* _What you have to do_: Copy every one of the records below character for character, keeping each line in its original order.

[Excerpt from a dataset]
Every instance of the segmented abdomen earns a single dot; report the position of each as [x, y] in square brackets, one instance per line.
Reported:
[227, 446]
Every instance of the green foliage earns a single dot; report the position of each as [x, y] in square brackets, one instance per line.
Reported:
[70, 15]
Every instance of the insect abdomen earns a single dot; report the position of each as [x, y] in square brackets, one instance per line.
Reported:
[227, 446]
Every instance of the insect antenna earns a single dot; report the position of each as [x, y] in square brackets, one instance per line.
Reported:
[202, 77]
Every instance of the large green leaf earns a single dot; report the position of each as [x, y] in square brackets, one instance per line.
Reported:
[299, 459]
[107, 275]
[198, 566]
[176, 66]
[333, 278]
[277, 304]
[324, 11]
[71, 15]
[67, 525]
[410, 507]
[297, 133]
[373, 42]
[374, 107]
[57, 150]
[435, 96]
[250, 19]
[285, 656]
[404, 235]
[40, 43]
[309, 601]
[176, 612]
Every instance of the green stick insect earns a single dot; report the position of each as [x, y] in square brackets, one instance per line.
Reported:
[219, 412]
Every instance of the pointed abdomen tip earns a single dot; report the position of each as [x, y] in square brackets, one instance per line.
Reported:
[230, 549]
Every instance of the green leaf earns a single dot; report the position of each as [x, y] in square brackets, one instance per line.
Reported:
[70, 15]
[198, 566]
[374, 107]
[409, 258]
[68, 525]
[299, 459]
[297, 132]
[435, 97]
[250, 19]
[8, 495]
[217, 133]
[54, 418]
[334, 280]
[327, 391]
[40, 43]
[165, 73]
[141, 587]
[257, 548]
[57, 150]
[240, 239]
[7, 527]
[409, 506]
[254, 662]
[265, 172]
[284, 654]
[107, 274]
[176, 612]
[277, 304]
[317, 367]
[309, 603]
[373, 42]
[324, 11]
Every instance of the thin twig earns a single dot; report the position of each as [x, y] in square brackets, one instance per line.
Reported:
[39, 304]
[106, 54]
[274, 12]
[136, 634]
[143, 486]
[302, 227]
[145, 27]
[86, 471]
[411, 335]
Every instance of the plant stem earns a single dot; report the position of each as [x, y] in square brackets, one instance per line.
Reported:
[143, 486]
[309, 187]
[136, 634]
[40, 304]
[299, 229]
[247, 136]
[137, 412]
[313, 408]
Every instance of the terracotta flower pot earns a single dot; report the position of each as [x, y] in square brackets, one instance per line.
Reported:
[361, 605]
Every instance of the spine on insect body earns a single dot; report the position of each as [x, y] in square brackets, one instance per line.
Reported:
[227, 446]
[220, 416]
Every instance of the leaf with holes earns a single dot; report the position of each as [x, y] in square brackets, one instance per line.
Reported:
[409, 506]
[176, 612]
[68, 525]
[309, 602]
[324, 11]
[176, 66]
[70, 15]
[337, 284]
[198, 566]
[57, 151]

* _Completed exercise_:
Every instance of the segmented abdomen earns a single dot; report the position of each as [x, y] in square brackets, one instance per line.
Reported:
[227, 446]
Every instance of the green foliage earns a single dot; report the position of each as [x, y] in square brackets, one instance per line.
Reported:
[70, 15]
Every instance of the insect abdomen earns a single dot; report the position of each as [x, y] in square brackets, one instance per line.
Reported:
[227, 446]
Every instance of the insect antenna earns a single dot; report the position of each as [x, y] in square brackets, one instance per line.
Reported:
[202, 77]
Every instance of the large green leaf earns a single dot; report the position of each as [x, y] in square brackets, one instance per line.
Reported:
[299, 459]
[107, 275]
[198, 566]
[176, 66]
[333, 278]
[277, 304]
[324, 11]
[71, 15]
[67, 525]
[410, 507]
[297, 133]
[373, 42]
[374, 107]
[57, 150]
[435, 96]
[250, 19]
[285, 656]
[404, 235]
[40, 43]
[309, 601]
[176, 612]
Every instance of the green stick insect earns a single dot; report the position of each as [x, y] in square brackets, one instance per line.
Reported:
[219, 412]
Every instance of the pointed abdomen tip earns a single dot; report the position of each as [x, y] in square brackets, one instance per line.
Reported:
[230, 549]
Every instance of the green leaf earns a single dot; report the position of each as [x, y] in square brackets, one instance per line.
Reported:
[70, 15]
[198, 566]
[374, 107]
[409, 258]
[68, 525]
[299, 459]
[297, 132]
[435, 97]
[250, 19]
[8, 495]
[217, 133]
[54, 418]
[334, 280]
[327, 391]
[40, 43]
[165, 73]
[141, 587]
[257, 548]
[57, 150]
[240, 239]
[7, 527]
[409, 506]
[254, 662]
[265, 172]
[284, 654]
[107, 274]
[176, 612]
[277, 304]
[317, 367]
[309, 603]
[373, 42]
[324, 11]
Every instance of the thin twig earns a single dot; report the position of each as [x, y] in square brackets, one instance per line.
Reported:
[39, 304]
[106, 54]
[274, 12]
[136, 634]
[143, 486]
[302, 227]
[145, 27]
[86, 471]
[411, 335]
Every instance of the plant stem earns a single dot; report the position of each as [x, y] in square brackets, one instance per line.
Reported:
[143, 486]
[309, 187]
[136, 634]
[40, 304]
[299, 229]
[247, 136]
[137, 412]
[313, 408]
Every instance of the terracotta flower pot earns a single dot; report the position of each as [x, y] in square brackets, one instance per line.
Reported:
[361, 605]
Every instance of the spine on insect body earns a single dot; report the position of each as [x, y] in square brackets, one instance per line.
Reported:
[227, 446]
[220, 416]
Every instance of the leaf with holes earns a single dot; report the position of each as [x, y] in square brackets, one instance per line.
Reported:
[409, 506]
[176, 612]
[68, 525]
[309, 602]
[324, 11]
[176, 66]
[70, 15]
[337, 284]
[198, 566]
[57, 151]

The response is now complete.